Nas relações do mundo uma boa forma de aplicar o dualismo forma e conteúdo é afirmando que forma é tudo aquilo que diz respeito às materialidades da existência e conteúdo a tudo aquilo que preenche idealmente a estas materialidades.
O Natal é data riquíssima no que diz respeito a sentimentos despertados nas pessoas imersas nas diversas culturas espalhadas pelo mundo. E para este despertar de sentimentos não é necessário que o indivíduo esteja inserido em um país cristão ou que tenha predomínio do cristianismo – e isso revela uma das faces do Natal – pelo motivo exato de que, se o cristianismo não é predominante nas diversas culturas, o sistema econômico que se utiliza desta data como motivo de lucro, este sim é predominante.
A cara dos lugares muda com esta data, seja por meio das incríveis árvores de Natal encontradas nas grandes capitais mundiais ou por meio dos demais enfeites encontrados por todos os cantos (inclusive em nossa própria casa), a atmosfera é transformada pela mudança nos estímulos visuais encontrados no cotidiano. A forma aqui é uma representação alegórica do que representa o Natal sob determinado aspecto. Para compreendermos este aspecto seria necessário investigarmos a origem da criação de tais formas alegóricas na história, buscando compreender o que cada uma representa, mas tal investigação não cabe na finalidade do presente texto. O que buscamos, no momento, e a partir daqui, é nos concentrarmos no conteúdo.
Com o passar do tempo as inspirações que criaram as formas acima descritas foram se modificando. Os enfeites e árvores espalhados pelas cidades e residências perderam uma explicação histórica – por isso dizemos que seria necessário investigar suas origens para compreende-las -, existindo propriamente por força da tradição vazia de idéias. É justamente na perda desta afirmação histórica que a sociedade administrada abre caminho para que as forças econômicas atuem. As formas alegóricas do Natal, na atualidade, passaram a afirmar aos espíritos, que circulam entre suas luzes, que a ordem dos dias que seguem até o grande 25 de dezembro é o consumo. O conteúdo que preenche as alegorias natalinas é a idéia da posse e da maior realização do materialismo (no sentido oposto à espiritualidade) presente na personalidade humana.
Não importa qual a cor das luzes, o tamanho da árvore ou o tom do vermelho da roupa do Bom Velhinho. Como não existe uma consciência coletiva ambulante responsável pela adesão ao consumo, podemos dizer que a marca do sucesso do Natal consumista é a adesão da individualidade humana ao seu modelo capitalista. A forma aqui não tem a menor importância, a embalagem do presente é secundária quando o que está realmente brilhando na ordem das importâncias é o valor implícito culturalmente em cada lembrança natalina. Se na arte a articulação dos conteúdos da à forma importância máxima, nas relações fora do campo estético o conteúdo é determinante para que as formas adquiram tal ou tal sentido.

════════

Objetivo 1:
Transcreva literalmente o trecho do texto sobre o Natal que começa em "Não importa qual" e segue até "ou tal sentido.".
O texto e os registros são materiais independentes entre si.

Trecho do conjunto de dados
════════

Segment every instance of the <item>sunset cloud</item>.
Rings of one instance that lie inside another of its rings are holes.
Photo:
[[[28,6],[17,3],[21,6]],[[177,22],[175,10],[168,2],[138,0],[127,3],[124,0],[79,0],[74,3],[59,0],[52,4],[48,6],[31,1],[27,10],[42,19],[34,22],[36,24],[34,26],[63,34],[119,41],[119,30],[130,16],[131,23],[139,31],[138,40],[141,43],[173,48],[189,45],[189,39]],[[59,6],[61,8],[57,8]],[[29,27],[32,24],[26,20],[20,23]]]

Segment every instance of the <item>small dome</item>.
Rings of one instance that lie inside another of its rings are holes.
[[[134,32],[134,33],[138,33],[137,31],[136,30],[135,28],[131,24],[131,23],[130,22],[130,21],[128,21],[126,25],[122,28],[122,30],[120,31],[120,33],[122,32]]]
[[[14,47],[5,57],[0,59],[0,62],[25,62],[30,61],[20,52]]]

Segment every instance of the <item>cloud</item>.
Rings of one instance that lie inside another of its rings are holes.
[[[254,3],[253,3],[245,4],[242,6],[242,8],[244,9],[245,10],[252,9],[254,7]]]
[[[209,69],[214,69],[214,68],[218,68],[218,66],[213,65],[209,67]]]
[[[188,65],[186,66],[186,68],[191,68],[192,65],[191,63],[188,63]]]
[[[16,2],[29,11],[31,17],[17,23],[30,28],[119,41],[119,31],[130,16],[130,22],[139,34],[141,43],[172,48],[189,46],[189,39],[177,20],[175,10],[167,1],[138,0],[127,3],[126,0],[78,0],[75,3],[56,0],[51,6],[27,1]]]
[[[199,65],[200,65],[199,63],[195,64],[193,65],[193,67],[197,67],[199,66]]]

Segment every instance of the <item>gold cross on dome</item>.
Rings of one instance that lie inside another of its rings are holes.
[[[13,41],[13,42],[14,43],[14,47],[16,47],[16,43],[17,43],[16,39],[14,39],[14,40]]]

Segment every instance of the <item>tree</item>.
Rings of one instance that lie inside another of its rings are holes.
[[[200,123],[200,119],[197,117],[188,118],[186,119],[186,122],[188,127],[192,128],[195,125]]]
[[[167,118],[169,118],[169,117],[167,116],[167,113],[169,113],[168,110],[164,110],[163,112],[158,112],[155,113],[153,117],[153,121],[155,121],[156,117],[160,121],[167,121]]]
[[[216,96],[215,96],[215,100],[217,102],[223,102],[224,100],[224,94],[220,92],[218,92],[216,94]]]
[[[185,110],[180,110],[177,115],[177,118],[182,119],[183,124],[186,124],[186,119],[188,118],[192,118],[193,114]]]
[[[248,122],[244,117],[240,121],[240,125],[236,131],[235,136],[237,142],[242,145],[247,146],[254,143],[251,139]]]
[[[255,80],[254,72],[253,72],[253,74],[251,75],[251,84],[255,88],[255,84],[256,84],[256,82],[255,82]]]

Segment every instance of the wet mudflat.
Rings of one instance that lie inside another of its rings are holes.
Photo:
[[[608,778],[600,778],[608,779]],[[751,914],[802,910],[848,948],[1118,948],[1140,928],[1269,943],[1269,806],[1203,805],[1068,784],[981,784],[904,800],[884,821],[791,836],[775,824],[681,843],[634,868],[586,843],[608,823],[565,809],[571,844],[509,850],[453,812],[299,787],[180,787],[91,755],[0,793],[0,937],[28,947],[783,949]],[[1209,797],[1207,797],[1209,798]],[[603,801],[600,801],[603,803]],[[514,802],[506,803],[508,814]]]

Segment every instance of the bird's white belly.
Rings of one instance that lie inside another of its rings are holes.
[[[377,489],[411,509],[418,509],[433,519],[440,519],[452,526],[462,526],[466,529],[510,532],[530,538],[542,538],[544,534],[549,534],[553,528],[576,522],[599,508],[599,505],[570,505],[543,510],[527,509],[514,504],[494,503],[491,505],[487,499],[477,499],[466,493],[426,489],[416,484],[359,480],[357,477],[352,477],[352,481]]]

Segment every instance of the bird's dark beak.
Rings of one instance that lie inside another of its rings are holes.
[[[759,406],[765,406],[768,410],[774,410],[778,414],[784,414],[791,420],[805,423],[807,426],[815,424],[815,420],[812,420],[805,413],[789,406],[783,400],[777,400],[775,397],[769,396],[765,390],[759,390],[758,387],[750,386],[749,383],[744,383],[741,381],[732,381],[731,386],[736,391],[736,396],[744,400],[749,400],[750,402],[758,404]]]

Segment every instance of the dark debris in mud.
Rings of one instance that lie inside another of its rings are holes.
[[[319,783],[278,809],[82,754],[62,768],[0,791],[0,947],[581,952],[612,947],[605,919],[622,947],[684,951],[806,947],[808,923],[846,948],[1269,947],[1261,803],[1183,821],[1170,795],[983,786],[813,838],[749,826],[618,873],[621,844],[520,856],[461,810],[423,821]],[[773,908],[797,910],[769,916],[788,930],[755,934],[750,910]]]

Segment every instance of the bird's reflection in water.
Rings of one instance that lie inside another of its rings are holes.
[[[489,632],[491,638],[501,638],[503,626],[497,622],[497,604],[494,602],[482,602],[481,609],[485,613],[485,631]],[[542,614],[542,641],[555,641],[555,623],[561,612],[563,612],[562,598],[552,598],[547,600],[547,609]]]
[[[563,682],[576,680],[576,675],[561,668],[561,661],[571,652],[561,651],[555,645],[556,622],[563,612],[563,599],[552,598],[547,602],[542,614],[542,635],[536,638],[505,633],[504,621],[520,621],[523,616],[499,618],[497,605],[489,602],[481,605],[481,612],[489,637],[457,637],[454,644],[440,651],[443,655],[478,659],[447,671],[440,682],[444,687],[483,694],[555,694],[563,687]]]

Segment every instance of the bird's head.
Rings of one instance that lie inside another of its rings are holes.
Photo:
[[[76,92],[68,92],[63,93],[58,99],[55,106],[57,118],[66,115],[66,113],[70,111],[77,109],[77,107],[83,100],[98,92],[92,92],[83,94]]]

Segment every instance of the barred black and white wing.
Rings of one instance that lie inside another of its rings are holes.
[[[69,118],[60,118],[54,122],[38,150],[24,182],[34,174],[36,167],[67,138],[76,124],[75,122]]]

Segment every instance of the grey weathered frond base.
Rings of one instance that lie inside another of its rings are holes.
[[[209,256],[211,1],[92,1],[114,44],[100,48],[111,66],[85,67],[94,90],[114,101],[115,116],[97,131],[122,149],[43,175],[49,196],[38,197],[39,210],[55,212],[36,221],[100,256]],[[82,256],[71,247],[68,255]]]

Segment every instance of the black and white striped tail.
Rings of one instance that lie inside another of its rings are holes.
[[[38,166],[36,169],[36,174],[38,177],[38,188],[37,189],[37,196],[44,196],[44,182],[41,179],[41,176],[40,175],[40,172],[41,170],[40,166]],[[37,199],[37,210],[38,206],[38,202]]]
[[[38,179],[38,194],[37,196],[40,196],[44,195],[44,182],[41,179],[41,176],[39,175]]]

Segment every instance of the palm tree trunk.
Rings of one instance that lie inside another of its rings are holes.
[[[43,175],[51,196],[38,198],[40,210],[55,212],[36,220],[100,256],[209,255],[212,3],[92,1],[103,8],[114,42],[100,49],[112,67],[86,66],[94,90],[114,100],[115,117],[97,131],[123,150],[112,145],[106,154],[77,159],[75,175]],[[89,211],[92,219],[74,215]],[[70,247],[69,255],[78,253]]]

════════

Objetivo 2:
Cite sem alterações os registros, começando do início deles e indo até a linha que contém "[[[14,47],[5,57],[0,59],[0,62],[25,62],[30,61],[20,52]]]", incluindo essa linha.

Resposta final 1:
Não importa qual a cor das luzes, o tamanho da árvore ou o tom do vermelho da roupa do Bom Velhinho. Como não existe uma consciência coletiva ambulante responsável pela adesão ao consumo, podemos dizer que a marca do sucesso do Natal consumista é a adesão da individualidade humana ao seu modelo capitalista. A forma aqui não tem a menor importância, a embalagem do presente é secundária quando o que está realmente brilhando na ordem das importâncias é o valor implícito culturalmente em cada lembrança natalina. Se na arte a articulação dos conteúdos da à forma importância máxima, nas relações fora do campo estético o conteúdo é determinante para que as formas adquiram tal ou tal sentido.

Resposta final 2:
Segment every instance of the <item>sunset cloud</item>.
Rings of one instance that lie inside another of its rings are holes.
Photo:
[[[28,6],[17,3],[21,6]],[[177,22],[175,10],[168,2],[138,0],[127,3],[124,0],[79,0],[74,3],[59,0],[52,4],[48,6],[31,1],[27,10],[42,19],[34,22],[36,24],[34,26],[63,34],[119,41],[119,30],[130,16],[131,23],[139,31],[138,40],[141,43],[173,48],[189,45],[189,39]],[[59,6],[61,8],[57,8]],[[29,27],[32,24],[26,20],[20,23]]]

Segment every instance of the <item>small dome</item>.
Rings of one instance that lie inside another of its rings are holes.
[[[134,32],[134,33],[138,33],[137,31],[136,30],[135,28],[131,24],[131,23],[130,22],[130,21],[128,21],[126,25],[122,28],[122,30],[120,31],[120,33],[122,32]]]
[[[14,47],[5,57],[0,59],[0,62],[25,62],[30,61],[20,52]]]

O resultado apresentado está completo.